» Problem statement:
Update the items below by replacing every "Target" with "Label" and leaving everything else unchanged. Omit the pictures from your answer.

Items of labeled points
^^^^^^^^^^^^^^^^

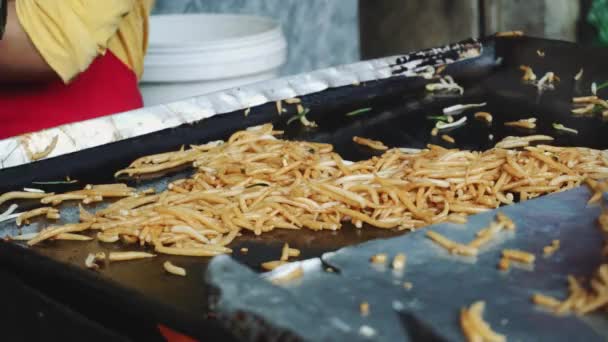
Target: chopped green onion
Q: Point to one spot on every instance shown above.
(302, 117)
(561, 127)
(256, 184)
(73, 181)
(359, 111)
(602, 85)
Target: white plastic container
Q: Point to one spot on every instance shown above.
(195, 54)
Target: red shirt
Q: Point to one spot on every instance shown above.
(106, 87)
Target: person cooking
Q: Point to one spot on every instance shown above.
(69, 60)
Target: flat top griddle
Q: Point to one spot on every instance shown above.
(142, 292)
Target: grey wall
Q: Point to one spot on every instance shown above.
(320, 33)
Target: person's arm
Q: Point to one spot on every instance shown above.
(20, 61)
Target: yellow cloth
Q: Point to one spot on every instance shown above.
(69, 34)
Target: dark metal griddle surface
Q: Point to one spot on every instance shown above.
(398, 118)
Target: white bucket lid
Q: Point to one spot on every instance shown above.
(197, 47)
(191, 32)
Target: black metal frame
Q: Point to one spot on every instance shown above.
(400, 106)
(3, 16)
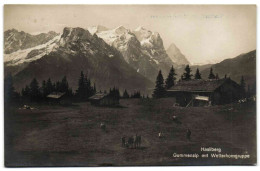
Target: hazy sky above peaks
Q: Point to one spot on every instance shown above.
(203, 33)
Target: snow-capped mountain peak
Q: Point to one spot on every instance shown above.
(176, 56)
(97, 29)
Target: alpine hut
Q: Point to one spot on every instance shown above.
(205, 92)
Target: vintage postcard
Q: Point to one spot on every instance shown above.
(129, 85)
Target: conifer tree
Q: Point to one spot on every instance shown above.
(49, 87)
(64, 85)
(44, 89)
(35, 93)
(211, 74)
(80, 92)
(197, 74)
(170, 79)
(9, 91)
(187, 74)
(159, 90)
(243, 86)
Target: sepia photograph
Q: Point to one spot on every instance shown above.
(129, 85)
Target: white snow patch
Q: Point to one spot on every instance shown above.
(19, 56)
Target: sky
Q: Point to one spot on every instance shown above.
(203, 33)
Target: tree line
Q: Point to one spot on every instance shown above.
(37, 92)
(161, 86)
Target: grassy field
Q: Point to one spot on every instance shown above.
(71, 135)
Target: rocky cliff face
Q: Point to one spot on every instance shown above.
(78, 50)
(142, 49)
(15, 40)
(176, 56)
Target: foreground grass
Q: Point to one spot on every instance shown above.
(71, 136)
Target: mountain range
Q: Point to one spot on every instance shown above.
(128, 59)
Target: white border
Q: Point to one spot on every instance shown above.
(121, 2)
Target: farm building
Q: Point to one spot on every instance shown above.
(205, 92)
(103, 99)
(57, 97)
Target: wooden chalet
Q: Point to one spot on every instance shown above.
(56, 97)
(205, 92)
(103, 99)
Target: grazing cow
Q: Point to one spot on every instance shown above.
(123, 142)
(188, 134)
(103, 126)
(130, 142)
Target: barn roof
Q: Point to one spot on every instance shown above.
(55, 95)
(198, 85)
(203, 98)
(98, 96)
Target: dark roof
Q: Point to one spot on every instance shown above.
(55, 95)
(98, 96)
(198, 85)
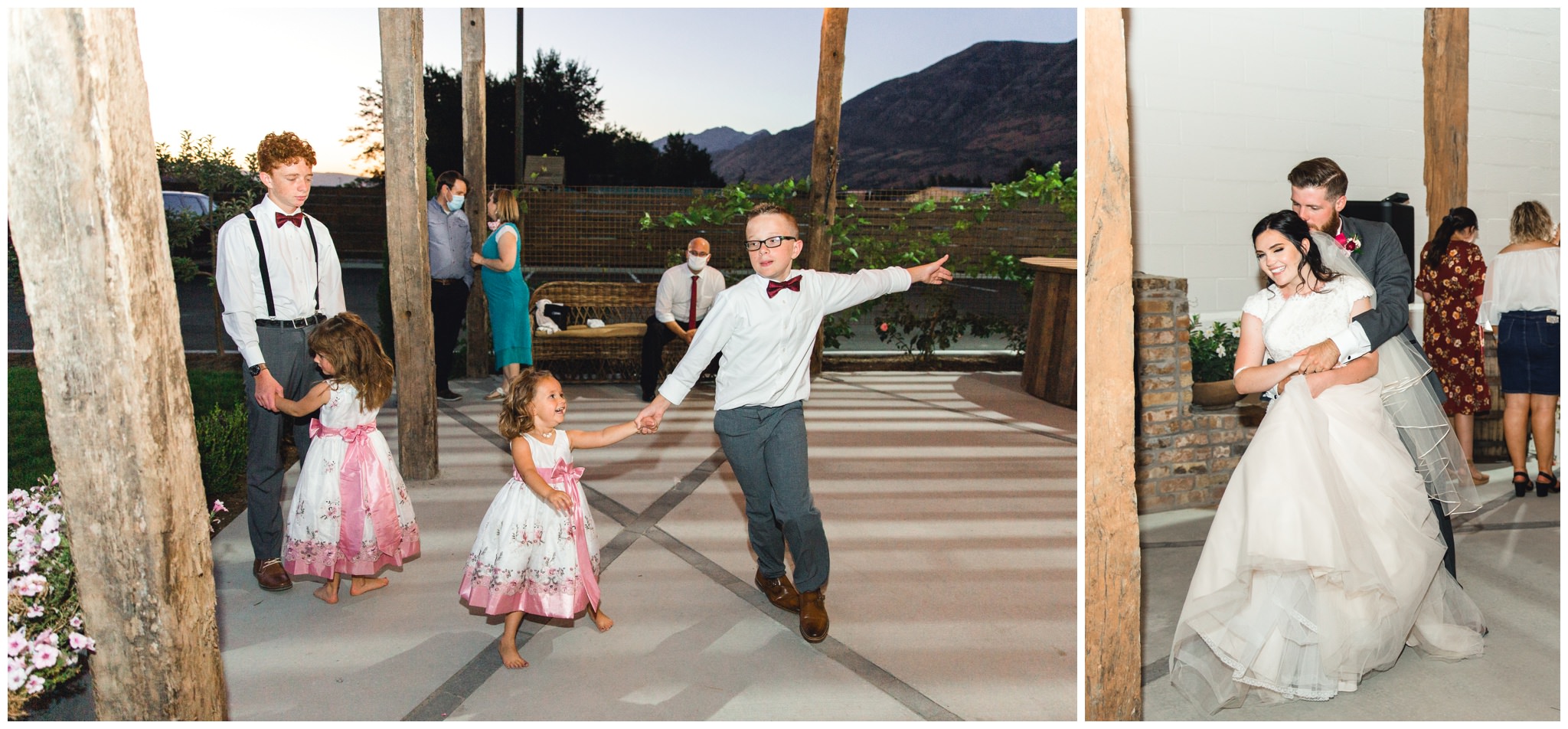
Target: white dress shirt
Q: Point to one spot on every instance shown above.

^^^^^^^^^^^^^^^^

» Full answer:
Label: chopped green onion
Q: Point to one spot on every instance shown above.
(302, 117)
(561, 127)
(256, 184)
(73, 181)
(359, 111)
(602, 85)
Label: white plastic container
Q: Point to one spot on every instance shown above.
(195, 54)
Label: red shirt
Q: Point to one spot on every instance shown above.
(106, 87)
Label: person cooking
Q: Point to one spot on every instance shown above.
(69, 60)
Label: flat top griddle
Q: Point to one spot on every instance shown above.
(142, 292)
Label: grey wall
Q: Point to one spot on every instance shown above.
(320, 33)
Label: person's arm
Q: Point to one spot on every instance shown above.
(20, 61)
Label: yellow cloth
Q: Point to one spot on every instance shown above.
(69, 34)
Label: dark metal griddle surface
Q: Point to one spot on every instance shown above.
(398, 118)
Label: white bucket lid
Q: Point to one spot on every instance shown above.
(197, 47)
(191, 32)
Label: black metal frame
Q: Point to one spot on every instance shown above.
(400, 106)
(3, 16)
Label: hazy sky above peaks
Q: Point to one spot on every instance shown above.
(203, 33)
Label: snow-capped mountain peak
Q: Point to one spot on every instance shown above.
(176, 56)
(97, 29)
Label: alpine hut
Q: Point to one spot on every instance shown above.
(205, 92)
Label: vintage postcard
Q: Point to one spot on every instance shown above.
(129, 85)
Label: conifer tree
Q: Point to one spot on every instance shown above.
(49, 87)
(64, 85)
(44, 89)
(35, 93)
(211, 74)
(80, 92)
(197, 74)
(170, 79)
(9, 91)
(187, 74)
(159, 90)
(243, 86)
Label: sepia photograph
Q: Point to one spot on every instance shown above.
(129, 85)
Label: white snow patch
Q: Point to one spot on every instance shown above.
(19, 56)
Label: sky
Q: Point to one spot on every instance shown above.
(203, 33)
Label: tree line
Q: Point to one spot on every instance shown above.
(37, 92)
(161, 86)
Label: grassy field
Q: Point to one spot on every instance shown above.
(71, 135)
Label: rocky cliff face
Q: Point to one spot on every instance shown above.
(78, 50)
(142, 49)
(15, 40)
(176, 56)
Label: foreground grass
Q: Point to one spot on every instance shown above.
(71, 136)
Label: mountain range
Q: Point to one spot on every instance shown above.
(128, 59)
Label: white border
Q: Point to one spot on every instance shown above.
(121, 2)
Label: farm building
Q: Point to one spot on every instance shown above.
(205, 92)
(103, 99)
(57, 97)
Label: wooden chalet
Q: Point to one spot on every instance shown above.
(56, 97)
(205, 92)
(103, 99)
Label: grazing cow
Q: Point to one spot on every instance shown above.
(123, 142)
(188, 134)
(103, 126)
(130, 142)
Label: barn roof
Q: Point to one spot on every instance shown above.
(55, 95)
(198, 85)
(203, 98)
(98, 96)
Label: dark roof
Q: Point to one spot on every instance shown above.
(55, 95)
(98, 96)
(198, 85)
Label: white dress shirt
Q: Point to one spot on every instance shown above.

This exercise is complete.